= DATA TO USE =
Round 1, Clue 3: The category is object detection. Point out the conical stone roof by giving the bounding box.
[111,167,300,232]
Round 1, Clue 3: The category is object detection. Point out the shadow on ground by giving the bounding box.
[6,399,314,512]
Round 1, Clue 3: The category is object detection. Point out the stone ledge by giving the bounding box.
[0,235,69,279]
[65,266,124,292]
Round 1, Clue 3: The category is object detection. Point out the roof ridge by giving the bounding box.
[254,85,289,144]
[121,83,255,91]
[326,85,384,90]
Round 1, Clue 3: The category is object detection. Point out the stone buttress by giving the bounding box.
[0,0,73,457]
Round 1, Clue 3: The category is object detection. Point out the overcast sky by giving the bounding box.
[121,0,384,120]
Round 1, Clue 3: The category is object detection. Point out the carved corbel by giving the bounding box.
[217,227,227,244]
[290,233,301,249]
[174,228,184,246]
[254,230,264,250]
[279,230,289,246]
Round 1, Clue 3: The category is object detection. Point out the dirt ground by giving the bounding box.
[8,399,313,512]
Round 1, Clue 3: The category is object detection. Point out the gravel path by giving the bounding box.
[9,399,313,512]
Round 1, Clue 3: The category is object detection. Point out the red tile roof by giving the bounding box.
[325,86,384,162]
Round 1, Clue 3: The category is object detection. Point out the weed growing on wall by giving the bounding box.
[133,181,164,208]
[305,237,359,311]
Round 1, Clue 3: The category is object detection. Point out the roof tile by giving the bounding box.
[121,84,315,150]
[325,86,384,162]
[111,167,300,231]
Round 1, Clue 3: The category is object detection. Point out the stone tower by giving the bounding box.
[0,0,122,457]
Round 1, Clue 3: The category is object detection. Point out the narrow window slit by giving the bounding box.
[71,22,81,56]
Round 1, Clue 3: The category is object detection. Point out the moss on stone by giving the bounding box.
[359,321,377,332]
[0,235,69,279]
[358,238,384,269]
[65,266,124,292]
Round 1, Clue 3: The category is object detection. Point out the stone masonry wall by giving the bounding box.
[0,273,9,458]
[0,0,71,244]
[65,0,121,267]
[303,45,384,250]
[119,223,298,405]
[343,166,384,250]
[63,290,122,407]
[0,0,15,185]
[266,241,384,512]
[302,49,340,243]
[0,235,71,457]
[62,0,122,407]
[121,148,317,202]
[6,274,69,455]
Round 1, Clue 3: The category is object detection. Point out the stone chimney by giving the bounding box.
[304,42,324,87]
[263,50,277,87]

= WORK TO COMPLETE =
Each record must be copied out exactly and in full.

= ANSWER FOR THE TASK =
Round 1, Clue 3: The category is object detection. Point out the conical stone roof by giving the bounding box.
[111,167,300,232]
Round 1, Clue 3: The category is object detection. Point out the shadow on ground by giving the bounding box.
[6,399,314,512]
Round 1, Clue 3: The category is object detection. Point out the stone ledge by giving the bounding box.
[0,235,69,279]
[65,266,124,292]
Round 1, Clue 3: The category is object detection. Point out the roof ridge by giving the bounding box.
[254,85,289,144]
[121,83,255,91]
[326,85,384,90]
Round 1, Clue 3: The category is object detection. Point out the stone buttress by giving the bounding box.
[0,0,73,457]
Round 1, Clue 3: The category is object detection. Point out the overcast sky by giving the bounding box.
[121,0,384,120]
Round 1, Clue 3: The category is object detection. Point out the carved corbel by giving the bounding box.
[217,227,227,244]
[290,233,301,249]
[174,228,184,246]
[254,230,264,250]
[279,230,289,246]
Round 1, Clue 3: The category is object detection. Point out the dirt ground by giving the bounding box.
[8,399,313,512]
Round 1, Clue 3: The category is object detection. Point out the gravel path by giving the bounding box.
[9,399,313,512]
Round 1, Clue 3: The category is object detection. Point out the red tile roof by giving the bounding box.
[325,86,384,162]
Round 1, Clue 3: The category is object detection. Point out the weed growing on wall by giving the bounding box.
[133,181,164,208]
[305,237,359,311]
Round 1, Clue 3: The category is object detection. Point out the roof tile by giving the bounding box.
[121,84,315,150]
[325,86,384,162]
[111,167,300,231]
Round 1, Clue 3: The category is object detection. Point out the stone tower by giving the bounding box.
[0,0,122,457]
Round 1, Clue 3: The category is object detection. Point out the narrow window slit by giving the bounding box.
[71,22,81,56]
Round 1, Clue 3: The category is object detection. Point out the moss on stone by giving the bounding box.
[359,321,377,332]
[0,235,69,279]
[358,238,384,269]
[65,266,124,292]
Round 1, Clue 3: The category is object detection. Point out the stone masonry wall by giving the bounding box.
[0,273,9,458]
[0,0,71,244]
[65,0,121,267]
[303,45,384,250]
[119,223,298,405]
[343,166,384,250]
[63,290,122,407]
[0,0,15,185]
[266,241,384,512]
[302,49,340,243]
[0,235,71,457]
[62,0,122,407]
[121,148,317,202]
[6,274,69,455]
Round 1, Clue 3: The category is object detection. Point out the stone chimney by giving the bounding box.
[304,42,324,87]
[263,50,277,87]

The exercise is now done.